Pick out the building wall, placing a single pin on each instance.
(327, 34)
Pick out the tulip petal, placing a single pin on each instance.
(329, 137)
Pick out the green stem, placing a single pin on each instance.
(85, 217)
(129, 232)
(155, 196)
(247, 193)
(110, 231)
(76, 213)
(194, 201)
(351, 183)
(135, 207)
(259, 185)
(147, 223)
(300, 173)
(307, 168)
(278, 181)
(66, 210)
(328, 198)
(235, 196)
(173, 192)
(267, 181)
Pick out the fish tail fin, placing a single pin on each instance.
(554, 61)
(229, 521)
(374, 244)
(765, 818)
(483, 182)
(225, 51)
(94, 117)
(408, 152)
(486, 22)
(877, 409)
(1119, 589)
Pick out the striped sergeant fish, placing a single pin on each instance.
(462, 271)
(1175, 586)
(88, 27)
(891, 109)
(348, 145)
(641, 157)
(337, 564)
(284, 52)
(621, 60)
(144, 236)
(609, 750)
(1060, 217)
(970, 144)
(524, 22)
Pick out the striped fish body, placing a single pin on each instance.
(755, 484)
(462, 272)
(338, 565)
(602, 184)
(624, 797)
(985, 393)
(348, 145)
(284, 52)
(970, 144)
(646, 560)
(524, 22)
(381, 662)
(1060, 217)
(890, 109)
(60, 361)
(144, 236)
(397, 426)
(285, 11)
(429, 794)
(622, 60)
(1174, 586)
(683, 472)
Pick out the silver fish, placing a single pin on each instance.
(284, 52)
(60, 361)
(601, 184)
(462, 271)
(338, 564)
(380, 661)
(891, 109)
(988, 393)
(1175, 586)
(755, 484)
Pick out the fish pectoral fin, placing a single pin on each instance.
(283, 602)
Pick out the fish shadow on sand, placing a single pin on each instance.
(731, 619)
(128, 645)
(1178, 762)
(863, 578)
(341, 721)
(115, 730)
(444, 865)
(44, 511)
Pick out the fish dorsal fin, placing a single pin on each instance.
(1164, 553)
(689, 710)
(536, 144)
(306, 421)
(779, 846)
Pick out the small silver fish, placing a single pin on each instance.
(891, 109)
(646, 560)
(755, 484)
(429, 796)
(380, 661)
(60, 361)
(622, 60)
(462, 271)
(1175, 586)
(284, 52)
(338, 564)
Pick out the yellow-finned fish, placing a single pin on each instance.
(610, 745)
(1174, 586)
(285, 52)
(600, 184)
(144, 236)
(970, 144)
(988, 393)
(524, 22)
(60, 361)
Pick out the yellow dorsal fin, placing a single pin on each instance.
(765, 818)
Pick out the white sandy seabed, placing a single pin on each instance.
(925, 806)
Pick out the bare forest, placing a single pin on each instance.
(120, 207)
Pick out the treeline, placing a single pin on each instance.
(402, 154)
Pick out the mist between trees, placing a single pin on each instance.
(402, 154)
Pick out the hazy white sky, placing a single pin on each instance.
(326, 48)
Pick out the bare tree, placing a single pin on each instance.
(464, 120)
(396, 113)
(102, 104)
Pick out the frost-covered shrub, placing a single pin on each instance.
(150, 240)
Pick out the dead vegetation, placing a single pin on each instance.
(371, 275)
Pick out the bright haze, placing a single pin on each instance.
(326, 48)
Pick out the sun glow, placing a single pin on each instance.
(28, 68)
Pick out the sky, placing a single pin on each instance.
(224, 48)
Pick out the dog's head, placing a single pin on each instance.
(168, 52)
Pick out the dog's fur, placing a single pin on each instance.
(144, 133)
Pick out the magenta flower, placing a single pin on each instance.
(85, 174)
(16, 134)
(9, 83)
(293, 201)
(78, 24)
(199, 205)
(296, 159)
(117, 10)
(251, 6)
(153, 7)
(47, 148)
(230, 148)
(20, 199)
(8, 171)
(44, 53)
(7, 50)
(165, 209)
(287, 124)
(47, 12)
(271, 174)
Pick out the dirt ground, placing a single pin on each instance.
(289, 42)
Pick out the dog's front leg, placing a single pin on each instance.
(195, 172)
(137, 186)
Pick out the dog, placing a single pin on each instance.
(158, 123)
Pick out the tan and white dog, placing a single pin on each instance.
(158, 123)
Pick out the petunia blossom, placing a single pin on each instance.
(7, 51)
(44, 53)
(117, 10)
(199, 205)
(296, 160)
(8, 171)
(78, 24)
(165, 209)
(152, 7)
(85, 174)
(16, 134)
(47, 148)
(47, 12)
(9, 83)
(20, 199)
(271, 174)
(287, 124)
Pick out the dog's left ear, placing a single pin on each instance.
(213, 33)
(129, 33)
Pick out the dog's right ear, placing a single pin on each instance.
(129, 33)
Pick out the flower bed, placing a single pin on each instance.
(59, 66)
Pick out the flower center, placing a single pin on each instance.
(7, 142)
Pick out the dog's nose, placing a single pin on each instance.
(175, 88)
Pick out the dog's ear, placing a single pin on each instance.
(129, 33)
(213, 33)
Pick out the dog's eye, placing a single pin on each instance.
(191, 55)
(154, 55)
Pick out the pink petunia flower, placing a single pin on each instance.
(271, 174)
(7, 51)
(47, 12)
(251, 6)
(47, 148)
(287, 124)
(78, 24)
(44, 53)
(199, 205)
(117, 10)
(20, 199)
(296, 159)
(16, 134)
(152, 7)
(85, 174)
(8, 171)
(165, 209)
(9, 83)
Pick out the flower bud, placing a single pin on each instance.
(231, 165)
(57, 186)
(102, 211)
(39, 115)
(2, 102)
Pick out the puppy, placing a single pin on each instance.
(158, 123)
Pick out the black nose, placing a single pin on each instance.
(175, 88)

========

> Aim:
Extract the full set of entries word for word.

> Answer for the task:
Pick out the building wall, placing a single pin on each instance.
(327, 34)
Pick out the tulip petal, placing a single pin on each instance.
(329, 137)
Pick out the green stem, placing a single pin on each instance.
(85, 217)
(129, 232)
(155, 196)
(247, 193)
(110, 231)
(76, 213)
(194, 201)
(351, 183)
(135, 207)
(259, 185)
(147, 223)
(300, 173)
(307, 168)
(278, 181)
(66, 210)
(328, 198)
(235, 196)
(173, 192)
(267, 181)
Pick out the fish tail fin, placing a single pin on each instance.
(554, 61)
(229, 521)
(374, 244)
(765, 818)
(483, 182)
(225, 51)
(94, 117)
(408, 152)
(486, 22)
(877, 409)
(1119, 589)
Pick out the striped sergeant fish, placing a single pin on each instance.
(462, 271)
(1175, 586)
(88, 27)
(891, 109)
(348, 145)
(641, 157)
(337, 564)
(284, 52)
(621, 60)
(144, 236)
(609, 750)
(1060, 217)
(970, 144)
(524, 22)
Pick out the striped fish body, placing a single pin on each instance.
(755, 484)
(462, 272)
(338, 565)
(602, 184)
(624, 797)
(985, 393)
(348, 145)
(284, 52)
(970, 144)
(646, 560)
(524, 22)
(381, 662)
(1060, 217)
(890, 109)
(60, 361)
(144, 236)
(397, 426)
(285, 11)
(429, 794)
(622, 60)
(1174, 586)
(683, 472)
Pick out the silver fish, placing a single pin on each instance.
(284, 52)
(60, 361)
(601, 184)
(462, 271)
(338, 564)
(380, 661)
(891, 109)
(988, 393)
(1175, 586)
(755, 484)
Pick out the fish pectoral fin, placing a single pin on each instance.
(283, 602)
Pick out the fish shadow on sand, placing a single pin on each instance.
(731, 619)
(128, 645)
(1178, 762)
(863, 578)
(341, 721)
(115, 730)
(444, 865)
(44, 511)
Pick out the fish dorsal fin, placing a single pin on each instance.
(1164, 553)
(689, 710)
(536, 144)
(306, 421)
(779, 846)
Pick out the small silver fish, placing a single pin on each instance.
(891, 109)
(646, 560)
(755, 484)
(429, 796)
(380, 661)
(60, 361)
(622, 60)
(462, 271)
(1175, 586)
(284, 52)
(338, 564)
Pick out the yellow-finned fish, placing a single pin on each instance.
(610, 745)
(1174, 586)
(285, 52)
(600, 184)
(144, 236)
(970, 144)
(988, 393)
(524, 22)
(60, 361)
Pick out the yellow dorsal fin, placing a single pin on each instance.
(765, 818)
Pick out the white sandy seabed, placing a single pin on each instance.
(925, 806)
Pick out the bare forest, placing a single pin on each instance.
(120, 207)
Pick out the treeline, placing a single pin on each instance.
(402, 154)
Pick out the mist between trees, placing a single pin on each instance.
(402, 154)
Pick out the hazy white sky, placing a single pin on each instance.
(326, 48)
Pick out the bare tree, placing a single pin on each instance.
(464, 120)
(396, 113)
(102, 104)
Pick out the frost-covered shrub, placing a single pin on each instance.
(150, 240)
Pick out the dead vegetation, placing a single pin on each instance.
(371, 275)
Pick out the bright haze, placing a single pin on each instance.
(326, 48)
Pick out the sun glow, placing a single pin on each instance.
(28, 68)
Pick out the sky, placing a single pin on each instance.
(224, 48)
Pick out the dog's head, placing a single pin on each instance.
(168, 52)
Pick out the dog's fur, placing a single pin on each instance.
(144, 133)
Pick out the magenta flower, placing a single pin on each instance.
(85, 174)
(16, 134)
(9, 83)
(293, 201)
(78, 24)
(199, 205)
(296, 159)
(117, 10)
(251, 6)
(153, 7)
(47, 148)
(230, 148)
(20, 199)
(8, 171)
(44, 53)
(7, 50)
(165, 209)
(287, 124)
(47, 12)
(271, 174)
Pick out the dirt ground, placing a single pin on each instance.
(289, 42)
Pick out the dog's front leg, placing a single pin on each instance.
(195, 172)
(137, 186)
Pick out the dog, placing a single pin on each instance.
(158, 123)
Pick out the tan and white dog, placing a single pin on each instance.
(158, 123)
Pick out the petunia blossom, placing a single pin on each instance.
(7, 51)
(44, 53)
(117, 10)
(199, 205)
(296, 160)
(8, 171)
(78, 24)
(165, 209)
(152, 7)
(85, 174)
(16, 134)
(47, 148)
(47, 12)
(9, 83)
(20, 199)
(271, 174)
(287, 124)
Pick out the dog's left ear, placing a single pin on each instance.
(213, 33)
(129, 33)
Pick out the dog's right ear, placing a single pin on each instance.
(129, 33)
Pick out the flower bed, placing a single pin on each instance.
(59, 66)
Pick out the flower center, placing a single pin on each instance.
(7, 142)
Pick out the dog's nose, placing a single pin on each instance.
(175, 88)
Pick out the dog's ear, placing a single pin on each instance.
(129, 33)
(213, 33)
Pick out the dog's eye, placing a single pin on each instance.
(191, 55)
(154, 55)
Pick out the pink petunia flower, placing a single pin on each instance.
(271, 174)
(7, 51)
(47, 12)
(251, 6)
(47, 148)
(287, 124)
(78, 24)
(44, 53)
(199, 205)
(117, 10)
(20, 199)
(296, 159)
(16, 134)
(152, 7)
(85, 174)
(8, 171)
(165, 209)
(9, 83)
Pick out the flower bud, placing a single pin on each instance.
(231, 165)
(57, 186)
(102, 211)
(39, 115)
(2, 102)
Pick out the puppy, placing a single pin on each instance.
(158, 123)
Pick out the black nose, placing a single pin on each instance.
(175, 88)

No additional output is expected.